Answer these questions from the passage below on Carter's Gaza visit:
1. In what year was the peace treaty between Israel and Egypt that Carter brokered?
2. How many Palestinians did Israel's offensive kill?
3. Which police spokesman said the uniformed officer was mistaken?

-- Given passage --
····················

The US and Europe "must try to do all that is necessary to convince "Israel" and Egypt to allow basic goods into Gaza," he said.
"At same time, there must be no more rockets" from Gaza into "Israel", said Carter, who brokered the historic 1979 peace treaty between "Israel" and Egypt.
"I have to hold back tears when I see the deliberate destruction that has been wracked against your people," he said at a destroyed American school, saying it was "deliberately destroyed by bombs from F16s made in my country."
"Israel's" offensive killed more than 1,400 Palestinians, most of them civilians, and left large swathes of Gaza in ruins. Thirteen "Israeli"s, 10 of them soldiers, also died in the conflict.
"I feel partially responsible for this as must all Americans and "Israelis"," Carter said.
"Israel" claims that the Gaza blockade, which bars all but essential humanitarian supplies from entering the enclave, is necessary to prevent Hamas from arming, but human rights groups have slammed it as collective punishment, which is illegal under international law.
"Israeli" security forces on Tuesday said they spotted Hamas forces dismantling explosives along the route traveled by Jimmy Carter into the Gaza Strip. But the former president has dismissed the claim.
After Carter entered Gaza, Hamas security men were seen removing three large black disks and some wire from a sand dune next to the road Carter had used. A uniformed officer at the scene said the items were explosives, but police spokesman Islam Shahwan said the officer was mistaken and nothing was found.
"Israeli" security officials say soldiers in a lookout post spotted Hamas forces dismantling explosives.
However, Presstv.ir reported on June Wednesday 17, 2009 that Carter has advised the Obama administration against keeping the Hamas resistance movement on its list of terror organizations.
Carter, who was in the Gaza Strip to meet rulers of the area, says he will meet with officials in the Obama administration in two days to discuss his latest trip to the Middle East.
Hamas, whose main objective is Palestinian statehood, has long been branded by the European Union and the United States as a terrorist group and is under boycott for its refusal to recognize "Israel".

····················

-- Dataset excerpts --
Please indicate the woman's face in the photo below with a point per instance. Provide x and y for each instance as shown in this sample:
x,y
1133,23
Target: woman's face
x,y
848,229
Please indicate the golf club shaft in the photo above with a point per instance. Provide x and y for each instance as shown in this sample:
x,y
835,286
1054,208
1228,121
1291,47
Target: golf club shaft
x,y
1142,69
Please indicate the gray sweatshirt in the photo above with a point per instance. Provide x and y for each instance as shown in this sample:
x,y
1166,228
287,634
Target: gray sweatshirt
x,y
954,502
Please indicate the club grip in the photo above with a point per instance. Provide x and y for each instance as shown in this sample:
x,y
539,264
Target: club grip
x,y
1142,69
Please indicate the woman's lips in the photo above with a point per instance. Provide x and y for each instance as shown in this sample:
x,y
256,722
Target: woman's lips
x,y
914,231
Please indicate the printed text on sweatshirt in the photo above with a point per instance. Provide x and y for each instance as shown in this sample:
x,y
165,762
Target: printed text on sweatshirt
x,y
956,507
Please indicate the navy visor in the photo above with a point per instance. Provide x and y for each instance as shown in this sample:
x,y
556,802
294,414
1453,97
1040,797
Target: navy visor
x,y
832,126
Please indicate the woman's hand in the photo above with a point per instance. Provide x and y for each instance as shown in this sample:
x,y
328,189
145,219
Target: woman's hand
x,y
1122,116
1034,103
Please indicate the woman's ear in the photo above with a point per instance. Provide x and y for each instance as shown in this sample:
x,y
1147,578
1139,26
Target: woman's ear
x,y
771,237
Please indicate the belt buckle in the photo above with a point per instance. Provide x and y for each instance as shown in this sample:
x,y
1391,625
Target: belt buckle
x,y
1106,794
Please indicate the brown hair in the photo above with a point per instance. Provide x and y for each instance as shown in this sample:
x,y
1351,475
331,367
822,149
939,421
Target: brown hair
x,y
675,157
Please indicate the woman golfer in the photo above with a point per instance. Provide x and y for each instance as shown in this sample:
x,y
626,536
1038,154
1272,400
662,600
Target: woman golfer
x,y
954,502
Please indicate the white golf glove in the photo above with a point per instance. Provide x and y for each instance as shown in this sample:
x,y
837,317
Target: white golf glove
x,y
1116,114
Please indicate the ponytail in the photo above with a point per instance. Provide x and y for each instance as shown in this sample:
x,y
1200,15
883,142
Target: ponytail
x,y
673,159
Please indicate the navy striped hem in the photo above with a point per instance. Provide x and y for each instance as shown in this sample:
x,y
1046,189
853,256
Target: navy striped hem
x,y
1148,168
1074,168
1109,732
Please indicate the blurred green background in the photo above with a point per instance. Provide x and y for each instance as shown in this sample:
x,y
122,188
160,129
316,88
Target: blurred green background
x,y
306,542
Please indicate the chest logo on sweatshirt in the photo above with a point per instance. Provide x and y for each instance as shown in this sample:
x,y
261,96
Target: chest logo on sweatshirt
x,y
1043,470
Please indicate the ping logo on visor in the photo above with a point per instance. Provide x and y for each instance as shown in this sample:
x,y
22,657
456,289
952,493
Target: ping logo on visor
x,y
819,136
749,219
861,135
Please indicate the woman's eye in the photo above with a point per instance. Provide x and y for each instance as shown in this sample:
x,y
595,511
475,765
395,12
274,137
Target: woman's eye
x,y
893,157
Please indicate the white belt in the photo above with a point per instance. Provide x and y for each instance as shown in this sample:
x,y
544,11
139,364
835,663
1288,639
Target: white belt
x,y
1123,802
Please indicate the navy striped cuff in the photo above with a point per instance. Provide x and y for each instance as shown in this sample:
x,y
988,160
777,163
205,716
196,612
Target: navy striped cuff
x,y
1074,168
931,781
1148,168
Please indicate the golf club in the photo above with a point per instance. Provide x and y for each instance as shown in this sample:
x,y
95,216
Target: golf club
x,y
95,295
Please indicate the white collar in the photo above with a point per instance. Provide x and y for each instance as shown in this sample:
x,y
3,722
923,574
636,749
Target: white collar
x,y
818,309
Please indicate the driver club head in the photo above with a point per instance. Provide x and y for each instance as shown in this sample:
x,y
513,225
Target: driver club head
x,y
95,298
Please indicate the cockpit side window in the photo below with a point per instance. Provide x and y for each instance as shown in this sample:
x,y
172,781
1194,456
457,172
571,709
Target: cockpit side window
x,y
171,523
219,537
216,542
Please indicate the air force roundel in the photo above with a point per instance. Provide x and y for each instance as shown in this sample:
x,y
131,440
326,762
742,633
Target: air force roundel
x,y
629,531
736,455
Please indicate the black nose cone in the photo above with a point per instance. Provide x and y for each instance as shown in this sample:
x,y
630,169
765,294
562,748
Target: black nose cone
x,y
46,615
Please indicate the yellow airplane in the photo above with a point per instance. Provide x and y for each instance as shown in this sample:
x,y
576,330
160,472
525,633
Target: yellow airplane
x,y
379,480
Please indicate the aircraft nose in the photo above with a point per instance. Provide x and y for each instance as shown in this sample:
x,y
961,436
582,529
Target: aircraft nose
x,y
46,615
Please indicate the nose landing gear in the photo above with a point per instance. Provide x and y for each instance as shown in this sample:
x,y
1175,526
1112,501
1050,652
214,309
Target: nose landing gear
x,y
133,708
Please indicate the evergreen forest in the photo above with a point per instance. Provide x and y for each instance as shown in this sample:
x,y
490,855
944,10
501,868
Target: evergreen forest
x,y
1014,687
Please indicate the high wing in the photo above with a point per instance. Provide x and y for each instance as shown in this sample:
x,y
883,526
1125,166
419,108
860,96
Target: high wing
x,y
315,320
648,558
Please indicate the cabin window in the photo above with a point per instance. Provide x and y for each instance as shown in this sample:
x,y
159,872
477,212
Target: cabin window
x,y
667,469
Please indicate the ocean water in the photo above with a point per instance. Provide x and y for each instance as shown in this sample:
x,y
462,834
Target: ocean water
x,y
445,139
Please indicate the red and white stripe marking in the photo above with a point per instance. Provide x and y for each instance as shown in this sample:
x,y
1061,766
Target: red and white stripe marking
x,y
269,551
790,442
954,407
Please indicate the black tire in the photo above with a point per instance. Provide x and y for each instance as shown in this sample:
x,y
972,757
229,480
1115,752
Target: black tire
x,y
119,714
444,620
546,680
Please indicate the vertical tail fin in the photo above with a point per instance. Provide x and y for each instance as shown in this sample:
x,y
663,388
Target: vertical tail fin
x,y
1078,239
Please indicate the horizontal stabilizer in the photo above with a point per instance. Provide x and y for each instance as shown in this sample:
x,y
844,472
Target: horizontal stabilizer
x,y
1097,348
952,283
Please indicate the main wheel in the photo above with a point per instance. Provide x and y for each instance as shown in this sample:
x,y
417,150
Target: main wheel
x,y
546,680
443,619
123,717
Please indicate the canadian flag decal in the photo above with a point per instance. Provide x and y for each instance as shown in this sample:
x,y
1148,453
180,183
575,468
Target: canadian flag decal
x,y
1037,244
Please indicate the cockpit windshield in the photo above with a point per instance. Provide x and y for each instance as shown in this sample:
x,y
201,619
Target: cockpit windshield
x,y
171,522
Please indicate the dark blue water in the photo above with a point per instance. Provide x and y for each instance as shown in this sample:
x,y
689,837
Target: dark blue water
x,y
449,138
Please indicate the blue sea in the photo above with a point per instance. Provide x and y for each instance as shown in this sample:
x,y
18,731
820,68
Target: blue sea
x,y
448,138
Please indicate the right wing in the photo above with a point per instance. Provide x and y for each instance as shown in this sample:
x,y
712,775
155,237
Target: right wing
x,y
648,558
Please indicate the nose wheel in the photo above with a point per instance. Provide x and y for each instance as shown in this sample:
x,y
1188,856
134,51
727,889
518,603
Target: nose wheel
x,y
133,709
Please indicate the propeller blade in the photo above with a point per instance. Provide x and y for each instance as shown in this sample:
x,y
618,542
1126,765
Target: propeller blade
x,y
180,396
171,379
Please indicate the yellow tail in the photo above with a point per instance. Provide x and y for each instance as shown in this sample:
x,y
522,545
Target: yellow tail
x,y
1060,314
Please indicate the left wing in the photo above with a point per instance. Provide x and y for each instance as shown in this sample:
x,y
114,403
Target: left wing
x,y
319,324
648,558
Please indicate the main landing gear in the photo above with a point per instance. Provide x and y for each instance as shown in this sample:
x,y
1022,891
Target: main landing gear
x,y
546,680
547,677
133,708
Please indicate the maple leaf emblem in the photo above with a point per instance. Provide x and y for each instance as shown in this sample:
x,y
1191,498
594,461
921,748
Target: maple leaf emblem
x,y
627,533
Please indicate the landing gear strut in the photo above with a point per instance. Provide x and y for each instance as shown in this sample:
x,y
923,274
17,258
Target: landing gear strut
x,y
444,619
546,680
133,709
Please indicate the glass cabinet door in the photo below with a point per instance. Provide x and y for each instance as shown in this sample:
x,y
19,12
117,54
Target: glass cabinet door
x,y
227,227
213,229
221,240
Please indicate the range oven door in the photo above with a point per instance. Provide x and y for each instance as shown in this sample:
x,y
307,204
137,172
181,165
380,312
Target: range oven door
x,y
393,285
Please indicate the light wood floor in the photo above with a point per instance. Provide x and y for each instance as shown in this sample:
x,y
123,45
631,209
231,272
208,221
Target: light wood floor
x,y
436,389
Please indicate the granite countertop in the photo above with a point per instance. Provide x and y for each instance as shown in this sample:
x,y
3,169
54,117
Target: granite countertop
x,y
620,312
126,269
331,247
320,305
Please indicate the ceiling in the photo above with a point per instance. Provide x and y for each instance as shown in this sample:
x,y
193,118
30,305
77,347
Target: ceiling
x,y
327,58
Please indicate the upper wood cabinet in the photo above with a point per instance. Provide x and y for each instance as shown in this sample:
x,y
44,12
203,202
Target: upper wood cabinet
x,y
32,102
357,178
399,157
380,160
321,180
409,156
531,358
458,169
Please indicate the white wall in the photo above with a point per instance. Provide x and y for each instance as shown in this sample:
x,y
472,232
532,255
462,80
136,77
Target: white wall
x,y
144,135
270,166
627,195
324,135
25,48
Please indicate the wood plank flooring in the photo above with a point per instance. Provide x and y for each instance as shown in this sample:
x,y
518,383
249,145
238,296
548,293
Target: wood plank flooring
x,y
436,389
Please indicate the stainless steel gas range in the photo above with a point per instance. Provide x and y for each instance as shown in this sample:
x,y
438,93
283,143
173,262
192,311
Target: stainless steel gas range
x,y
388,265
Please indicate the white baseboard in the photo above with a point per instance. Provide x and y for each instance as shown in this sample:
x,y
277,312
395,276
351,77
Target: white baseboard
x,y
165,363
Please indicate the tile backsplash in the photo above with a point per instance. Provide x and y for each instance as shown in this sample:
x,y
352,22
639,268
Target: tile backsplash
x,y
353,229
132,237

····················

-- Solution --
1. 1979
2. More than 1,400
3. Islam Shahwan